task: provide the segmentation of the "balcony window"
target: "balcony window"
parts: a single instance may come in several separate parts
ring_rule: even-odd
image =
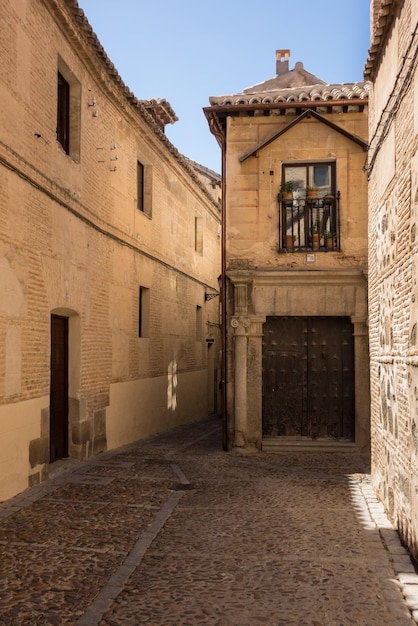
[[[279,199],[279,250],[340,247],[340,194],[335,163],[285,165]]]

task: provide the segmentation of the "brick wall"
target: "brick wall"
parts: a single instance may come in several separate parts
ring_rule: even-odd
[[[206,337],[210,322],[218,349],[219,303],[204,294],[220,273],[218,203],[98,55],[72,4],[0,0],[0,499],[47,473],[52,313],[69,319],[71,456],[104,449],[109,432],[123,433],[111,437],[121,445],[217,408],[206,388],[219,360],[209,371]],[[75,94],[70,155],[56,138],[58,69]],[[137,208],[137,161],[151,216]],[[168,407],[173,362],[199,385]]]

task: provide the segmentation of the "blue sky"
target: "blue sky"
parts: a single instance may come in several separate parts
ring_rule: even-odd
[[[125,84],[139,99],[165,98],[179,121],[167,137],[220,172],[203,107],[272,78],[276,50],[327,83],[363,80],[369,0],[79,0]]]

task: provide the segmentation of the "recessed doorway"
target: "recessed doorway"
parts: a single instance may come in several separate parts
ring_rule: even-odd
[[[49,460],[68,457],[68,318],[51,315]]]
[[[354,337],[348,317],[267,317],[263,437],[354,441]]]

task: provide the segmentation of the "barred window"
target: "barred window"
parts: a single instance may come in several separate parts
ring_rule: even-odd
[[[334,162],[285,164],[278,199],[279,250],[340,247],[340,194]]]

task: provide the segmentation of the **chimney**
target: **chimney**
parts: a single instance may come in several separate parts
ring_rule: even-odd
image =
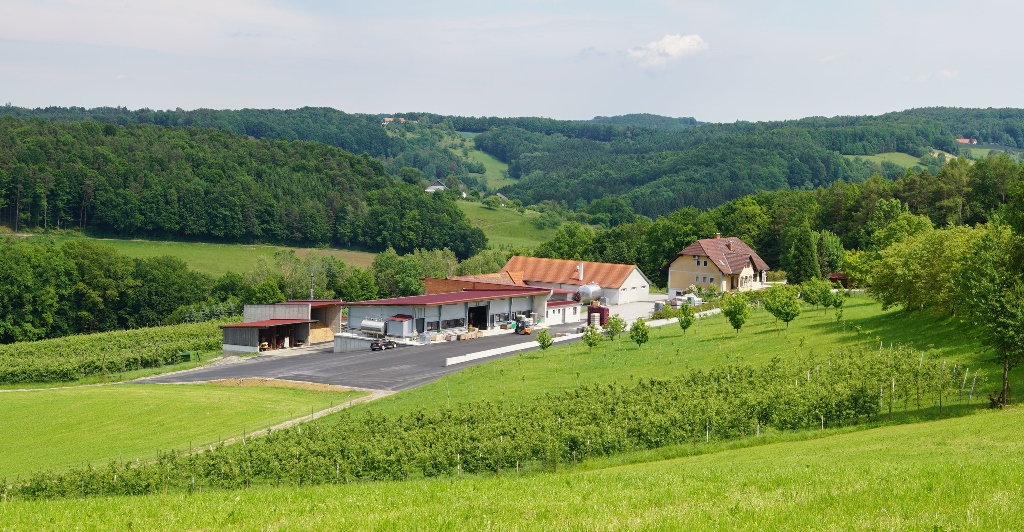
[[[583,263],[582,262],[580,263],[580,266],[577,269],[580,271],[580,280],[582,281],[583,280]]]
[[[722,233],[715,233],[715,239],[722,238]]]
[[[729,248],[729,251],[732,251],[732,240],[726,242],[725,247]]]

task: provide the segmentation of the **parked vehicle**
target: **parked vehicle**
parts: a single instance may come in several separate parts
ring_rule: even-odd
[[[398,344],[394,340],[388,340],[387,338],[378,338],[370,342],[370,351],[383,351],[385,349],[394,349],[398,347]]]

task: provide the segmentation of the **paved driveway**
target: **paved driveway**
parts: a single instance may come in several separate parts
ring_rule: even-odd
[[[579,324],[551,327],[551,332],[573,332]],[[537,336],[500,334],[462,342],[438,342],[420,347],[399,347],[387,351],[333,353],[324,351],[300,355],[260,355],[234,364],[198,368],[170,375],[138,379],[135,383],[203,382],[216,379],[263,377],[370,388],[405,390],[437,380],[469,366],[514,355],[516,352],[445,367],[445,359],[523,342]]]

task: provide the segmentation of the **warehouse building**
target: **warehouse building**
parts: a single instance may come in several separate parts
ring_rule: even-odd
[[[341,331],[341,307],[340,300],[246,305],[242,323],[221,325],[222,350],[239,355],[330,342]]]
[[[551,290],[508,288],[346,302],[348,329],[408,338],[427,331],[486,330],[517,316],[539,319],[544,315]]]

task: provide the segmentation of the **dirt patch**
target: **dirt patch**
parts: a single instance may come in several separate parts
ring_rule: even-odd
[[[214,386],[257,386],[265,388],[297,388],[299,390],[311,390],[315,392],[348,392],[352,388],[335,386],[333,384],[320,384],[316,382],[286,381],[282,379],[264,379],[252,377],[246,379],[218,379],[207,381],[206,384]]]

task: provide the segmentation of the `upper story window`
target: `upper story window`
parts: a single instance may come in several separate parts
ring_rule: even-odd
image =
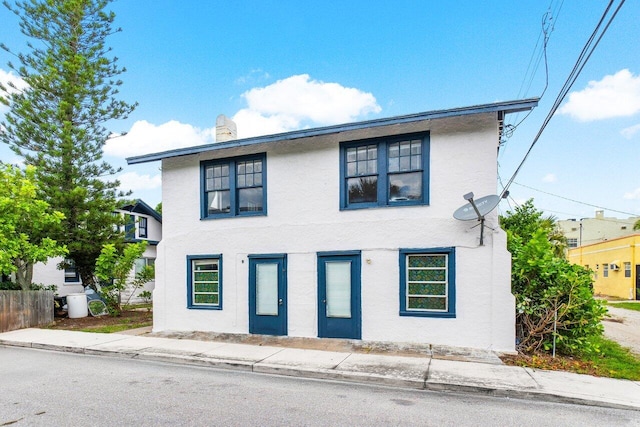
[[[266,215],[266,156],[202,163],[202,218]]]
[[[631,263],[624,263],[624,277],[631,277]]]
[[[147,237],[147,218],[138,218],[138,237]]]
[[[578,247],[578,239],[577,238],[568,238],[567,239],[567,246],[569,246],[570,248],[577,248]]]
[[[133,240],[136,238],[136,216],[135,215],[125,215],[124,238],[126,240]]]
[[[429,135],[340,147],[342,209],[429,203]]]

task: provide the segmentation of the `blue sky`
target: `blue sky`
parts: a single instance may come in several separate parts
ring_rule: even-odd
[[[544,65],[533,78],[527,70],[540,57],[543,16],[551,11],[549,87],[500,150],[506,182],[606,6],[603,0],[119,0],[110,7],[123,31],[108,44],[127,68],[122,98],[140,105],[127,120],[109,124],[128,135],[107,144],[105,159],[124,167],[119,178],[133,197],[155,205],[160,163],[127,166],[125,157],[213,142],[218,114],[233,118],[246,137],[536,97]],[[512,206],[533,197],[561,219],[592,217],[598,209],[571,199],[602,207],[607,216],[640,216],[639,18],[640,2],[627,1],[516,177]],[[17,20],[5,8],[0,42],[24,50]],[[9,60],[0,51],[3,81],[15,77]],[[0,159],[17,160],[5,146]],[[501,204],[501,212],[508,207]]]

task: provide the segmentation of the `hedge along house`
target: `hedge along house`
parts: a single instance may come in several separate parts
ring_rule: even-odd
[[[162,161],[154,331],[513,351],[510,254],[463,195],[494,194],[505,114],[536,99],[148,154]],[[218,132],[218,134],[224,133]],[[218,140],[219,141],[219,140]]]

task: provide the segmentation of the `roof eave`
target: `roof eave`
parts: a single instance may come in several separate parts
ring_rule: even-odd
[[[313,129],[296,130],[292,132],[279,133],[273,135],[256,136],[252,138],[236,139],[225,142],[215,142],[195,147],[178,148],[159,153],[144,154],[140,156],[127,157],[127,164],[134,165],[139,163],[154,162],[169,157],[188,156],[198,154],[205,151],[220,150],[223,148],[241,147],[254,144],[264,144],[275,141],[290,141],[300,138],[308,138],[312,136],[321,136],[332,133],[340,133],[347,131],[360,130],[365,128],[390,126],[422,120],[434,120],[447,117],[467,116],[472,114],[502,112],[503,114],[518,113],[528,111],[538,105],[539,98],[528,98],[517,101],[504,101],[492,104],[474,105],[470,107],[452,108],[447,110],[427,111],[423,113],[408,114],[404,116],[388,117],[382,119],[366,120],[362,122],[346,123],[333,126],[325,126]]]

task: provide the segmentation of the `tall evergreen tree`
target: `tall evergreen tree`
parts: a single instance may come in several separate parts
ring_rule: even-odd
[[[94,284],[102,246],[117,236],[119,182],[109,177],[118,171],[102,159],[106,123],[136,107],[118,99],[125,69],[105,43],[114,33],[115,14],[105,11],[110,2],[4,2],[30,41],[28,53],[14,54],[19,65],[8,64],[28,86],[0,85],[0,101],[9,106],[0,141],[36,166],[42,199],[65,217],[47,233],[67,246],[85,286]]]

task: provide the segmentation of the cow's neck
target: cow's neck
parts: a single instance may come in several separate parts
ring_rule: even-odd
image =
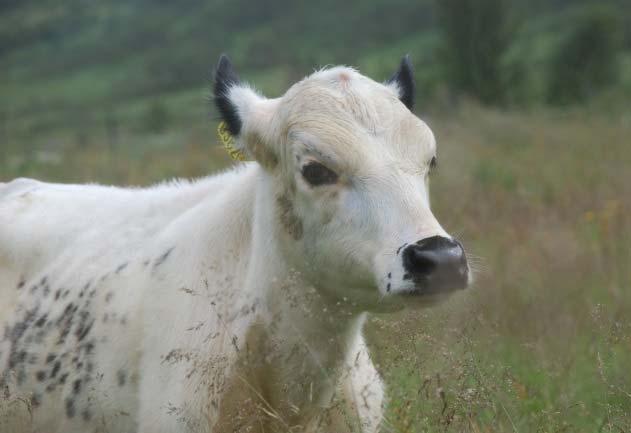
[[[267,357],[261,368],[269,380],[263,387],[275,388],[269,394],[280,396],[283,401],[278,404],[326,405],[343,373],[347,348],[361,330],[363,315],[321,296],[287,266],[278,242],[273,185],[265,175],[255,200],[246,285],[265,293],[268,320],[255,331],[257,336],[265,335],[265,347],[256,349]]]

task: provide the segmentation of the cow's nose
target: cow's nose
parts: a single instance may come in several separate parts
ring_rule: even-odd
[[[432,236],[403,250],[404,279],[411,279],[422,292],[464,289],[469,266],[460,242]]]

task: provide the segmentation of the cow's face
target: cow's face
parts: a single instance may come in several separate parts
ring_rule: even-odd
[[[239,146],[273,179],[285,259],[311,283],[371,309],[466,287],[462,245],[430,210],[436,142],[410,111],[407,58],[385,84],[337,67],[265,99],[222,57],[215,86]]]

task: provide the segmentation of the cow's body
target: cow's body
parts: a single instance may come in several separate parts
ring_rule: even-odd
[[[365,311],[464,288],[429,206],[411,65],[276,99],[220,60],[216,103],[256,162],[149,189],[0,186],[0,431],[376,432]]]
[[[249,164],[151,189],[30,180],[0,189],[0,366],[10,399],[31,407],[24,431],[199,432],[217,418],[221,432],[308,423],[311,416],[274,421],[258,408],[294,405],[311,415],[352,378],[374,405],[364,421],[378,420],[379,379],[365,352],[356,358],[364,347],[353,322],[362,318],[315,323],[321,314],[307,311],[318,308],[315,295],[305,303],[292,293],[298,277],[274,256],[274,230],[265,227],[274,208],[259,203],[254,212],[264,178]],[[284,300],[303,307],[291,311]],[[268,347],[278,342],[282,350]],[[347,345],[357,373],[340,382]],[[263,351],[282,364],[265,384],[257,371],[273,369],[258,361]],[[290,387],[270,388],[282,385]]]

[DIRECTIONS FOR THIS TASK]
In the records, locate each line holding the string "dirt" and copy it.

[ANSWER SPACE]
task: provide the segmentation of the **dirt patch**
target: **dirt patch**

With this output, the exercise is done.